Permintaan A> Berapa jumlah uang yang pada akhirnya diterima Kandi, menurut teks tentang dana hibah yayasan Al Munawaroh?
Permintaan B> Saring catatan di bawah dan salin setiap baris yang memuat kata "window", dengan membedakan huruf besar dan huruf kecil.
━━ Teks ━━
Kandi (29) salah seorang pengurus yayasan Al Munawaroh, Cibogo salah satunya. Dia bersaksi hanya mendapatkan 10 persen dari dana yang dianggarkan untuk diberikan.
Pengajuan proposal dana hibah tersebut berawal saat bangunan yayasan yang dikelolanya hampir roboh. Dia lantas bertemu dengan Setiawan, salah satu terdakwa dalam kasus ini.
SCROLL TO CONTINUE WITH CONTENT
Setiawan lalu menawarkan Kandi untuk membangun dengan dana hibah. Namun syaratnya, dia diminta menyerahkan dokumen KTP, tanda tangan dan membuka rekening Bank BJB. Sementara proposal diurus oleh Setiawan.
"Saya tidak tahu sekali soal ini, kata Setiawan semuanya akan diurus, mulai dari pembuatan proposal hingga semua syarat lainnya untuk proses pencairan," ucap dia.
Menurut Kandi, Setiawan menyatakan apabila dana yang akan cair mencapai Rp 150 juta. Singkat cerita, uang pun dia cairkan. Kandi lalu diminta menandatangani sejumlah berkas pencairan.
"Tapi ternyata saya hanya menerima Rp 15 juta, sisaya dibawa Setiawan. Saya keberatan tapi hanya bisa protes dalam hati saja, uang Rp 15 juta hanya bisa pasang lantai keramik saja," ujar Kandi.
Saksi lainnya, Komar (50) pemilik yayasan dan pesantren Al Munawaroh menyatakan hal yang sama. Setiawan lagi yang mengurus semua persyaratan pencairan hibah.
Dalam perjalanannya, yayasan yang dikelola Komar mendapatkan dua kali dana hibah. Pertama pada Januari 2017 untuk yayasan dan pada akhir tahun 2017 untuk pesantren.
━━━
━━ Catatan Dataset ━━
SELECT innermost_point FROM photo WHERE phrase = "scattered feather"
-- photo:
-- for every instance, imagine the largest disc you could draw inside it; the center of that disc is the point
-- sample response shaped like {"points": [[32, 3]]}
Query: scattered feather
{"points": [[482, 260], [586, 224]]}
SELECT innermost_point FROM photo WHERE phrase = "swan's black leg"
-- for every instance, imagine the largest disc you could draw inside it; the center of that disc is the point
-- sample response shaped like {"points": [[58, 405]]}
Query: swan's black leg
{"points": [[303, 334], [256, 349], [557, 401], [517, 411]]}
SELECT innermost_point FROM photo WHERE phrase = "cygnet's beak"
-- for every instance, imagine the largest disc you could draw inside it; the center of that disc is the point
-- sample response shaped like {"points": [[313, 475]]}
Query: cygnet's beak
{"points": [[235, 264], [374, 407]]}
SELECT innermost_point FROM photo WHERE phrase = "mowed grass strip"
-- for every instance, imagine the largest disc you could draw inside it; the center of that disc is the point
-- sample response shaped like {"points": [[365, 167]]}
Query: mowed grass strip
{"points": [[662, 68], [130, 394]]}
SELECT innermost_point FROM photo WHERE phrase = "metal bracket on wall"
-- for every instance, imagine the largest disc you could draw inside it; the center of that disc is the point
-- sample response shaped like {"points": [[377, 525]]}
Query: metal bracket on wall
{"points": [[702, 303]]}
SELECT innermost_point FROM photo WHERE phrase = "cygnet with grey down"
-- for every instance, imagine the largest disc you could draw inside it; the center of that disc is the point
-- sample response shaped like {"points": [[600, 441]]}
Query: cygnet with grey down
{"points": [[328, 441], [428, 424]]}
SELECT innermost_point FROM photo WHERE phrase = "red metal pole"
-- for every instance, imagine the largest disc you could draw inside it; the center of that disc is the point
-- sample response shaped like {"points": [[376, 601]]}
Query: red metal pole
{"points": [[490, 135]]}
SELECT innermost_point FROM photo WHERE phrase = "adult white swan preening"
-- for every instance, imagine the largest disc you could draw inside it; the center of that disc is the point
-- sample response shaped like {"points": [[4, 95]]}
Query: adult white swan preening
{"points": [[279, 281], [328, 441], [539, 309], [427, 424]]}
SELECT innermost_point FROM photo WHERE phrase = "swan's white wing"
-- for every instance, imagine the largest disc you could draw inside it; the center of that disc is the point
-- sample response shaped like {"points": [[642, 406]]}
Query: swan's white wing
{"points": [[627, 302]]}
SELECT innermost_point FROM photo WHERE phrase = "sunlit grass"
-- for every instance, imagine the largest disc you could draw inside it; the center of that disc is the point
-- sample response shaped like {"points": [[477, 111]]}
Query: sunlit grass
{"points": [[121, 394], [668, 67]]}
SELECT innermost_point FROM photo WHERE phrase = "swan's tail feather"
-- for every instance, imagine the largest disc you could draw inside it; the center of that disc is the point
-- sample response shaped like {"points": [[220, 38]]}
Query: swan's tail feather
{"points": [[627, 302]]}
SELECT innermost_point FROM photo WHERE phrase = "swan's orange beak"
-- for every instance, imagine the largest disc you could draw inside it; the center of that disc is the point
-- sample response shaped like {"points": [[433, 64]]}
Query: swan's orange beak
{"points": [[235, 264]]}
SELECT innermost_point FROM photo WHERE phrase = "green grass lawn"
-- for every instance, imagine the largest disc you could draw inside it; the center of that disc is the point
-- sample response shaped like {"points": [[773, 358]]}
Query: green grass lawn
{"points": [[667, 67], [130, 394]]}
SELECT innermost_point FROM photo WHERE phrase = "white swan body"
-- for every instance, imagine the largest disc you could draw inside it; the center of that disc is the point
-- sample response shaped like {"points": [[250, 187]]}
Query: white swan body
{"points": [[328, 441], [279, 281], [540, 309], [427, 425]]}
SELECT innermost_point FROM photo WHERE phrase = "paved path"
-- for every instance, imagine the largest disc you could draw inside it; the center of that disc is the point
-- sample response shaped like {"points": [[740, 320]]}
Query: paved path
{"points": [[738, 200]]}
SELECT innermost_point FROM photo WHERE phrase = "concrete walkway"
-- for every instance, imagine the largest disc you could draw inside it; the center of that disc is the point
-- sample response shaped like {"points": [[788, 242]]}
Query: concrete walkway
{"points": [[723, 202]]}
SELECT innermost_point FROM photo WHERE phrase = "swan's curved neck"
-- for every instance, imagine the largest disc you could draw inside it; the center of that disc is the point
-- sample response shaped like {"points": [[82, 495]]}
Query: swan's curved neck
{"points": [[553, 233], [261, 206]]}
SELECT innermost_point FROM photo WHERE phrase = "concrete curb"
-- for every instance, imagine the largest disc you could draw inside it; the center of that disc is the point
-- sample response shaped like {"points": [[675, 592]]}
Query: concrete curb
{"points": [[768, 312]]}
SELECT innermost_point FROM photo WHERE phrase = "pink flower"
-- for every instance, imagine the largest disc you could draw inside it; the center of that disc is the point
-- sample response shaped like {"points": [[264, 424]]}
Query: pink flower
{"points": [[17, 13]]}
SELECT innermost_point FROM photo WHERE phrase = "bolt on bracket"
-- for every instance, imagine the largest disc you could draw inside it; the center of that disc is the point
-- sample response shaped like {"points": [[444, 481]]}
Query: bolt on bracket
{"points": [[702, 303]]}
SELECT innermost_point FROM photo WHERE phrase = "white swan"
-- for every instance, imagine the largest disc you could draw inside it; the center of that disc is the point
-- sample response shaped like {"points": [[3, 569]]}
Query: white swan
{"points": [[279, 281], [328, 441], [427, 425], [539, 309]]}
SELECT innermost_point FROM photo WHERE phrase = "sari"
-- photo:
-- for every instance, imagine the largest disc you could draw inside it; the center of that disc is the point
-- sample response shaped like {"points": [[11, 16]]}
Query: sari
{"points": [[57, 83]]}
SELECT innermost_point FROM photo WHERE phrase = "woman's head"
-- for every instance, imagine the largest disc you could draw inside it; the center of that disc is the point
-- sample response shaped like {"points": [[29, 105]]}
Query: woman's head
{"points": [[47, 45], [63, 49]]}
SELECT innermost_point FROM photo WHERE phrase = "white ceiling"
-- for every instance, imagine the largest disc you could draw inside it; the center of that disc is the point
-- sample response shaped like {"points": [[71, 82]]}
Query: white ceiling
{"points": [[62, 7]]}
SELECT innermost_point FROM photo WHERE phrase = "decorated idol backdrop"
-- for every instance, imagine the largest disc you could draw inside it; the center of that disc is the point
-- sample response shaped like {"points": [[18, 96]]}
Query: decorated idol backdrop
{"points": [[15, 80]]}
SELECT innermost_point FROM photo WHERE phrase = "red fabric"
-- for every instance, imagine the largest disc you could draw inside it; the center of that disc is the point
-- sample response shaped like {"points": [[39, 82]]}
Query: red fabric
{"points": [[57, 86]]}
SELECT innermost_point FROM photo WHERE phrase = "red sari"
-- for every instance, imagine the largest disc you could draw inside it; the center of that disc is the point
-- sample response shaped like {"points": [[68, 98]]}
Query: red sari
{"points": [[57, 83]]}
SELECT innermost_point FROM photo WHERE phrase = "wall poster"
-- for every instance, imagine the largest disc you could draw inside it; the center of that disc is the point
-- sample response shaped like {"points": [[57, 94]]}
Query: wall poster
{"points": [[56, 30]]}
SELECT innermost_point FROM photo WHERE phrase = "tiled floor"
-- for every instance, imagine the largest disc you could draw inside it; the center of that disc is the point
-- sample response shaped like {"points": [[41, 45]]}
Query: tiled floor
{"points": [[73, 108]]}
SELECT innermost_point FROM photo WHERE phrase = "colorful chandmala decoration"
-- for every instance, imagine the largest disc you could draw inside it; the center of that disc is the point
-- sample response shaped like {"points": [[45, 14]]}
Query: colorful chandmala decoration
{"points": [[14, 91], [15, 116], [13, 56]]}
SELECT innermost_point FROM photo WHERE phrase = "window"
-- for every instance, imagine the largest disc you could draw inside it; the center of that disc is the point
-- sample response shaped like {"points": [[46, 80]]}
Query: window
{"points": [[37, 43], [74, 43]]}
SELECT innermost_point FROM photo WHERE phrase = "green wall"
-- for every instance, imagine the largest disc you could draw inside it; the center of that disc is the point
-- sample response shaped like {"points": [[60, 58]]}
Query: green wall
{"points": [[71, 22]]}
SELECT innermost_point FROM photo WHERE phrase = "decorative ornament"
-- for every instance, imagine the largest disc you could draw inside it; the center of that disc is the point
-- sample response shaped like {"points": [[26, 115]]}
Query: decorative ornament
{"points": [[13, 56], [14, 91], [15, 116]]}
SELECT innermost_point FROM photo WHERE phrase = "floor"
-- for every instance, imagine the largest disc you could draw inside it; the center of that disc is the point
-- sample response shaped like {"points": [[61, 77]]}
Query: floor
━━━
Keluaran Lengkap A> Kandi hanya menerima Rp 15 juta.

Keluaran Lengkap B>
SELECT innermost_point FROM photo WHERE phrase = "window"
Query: window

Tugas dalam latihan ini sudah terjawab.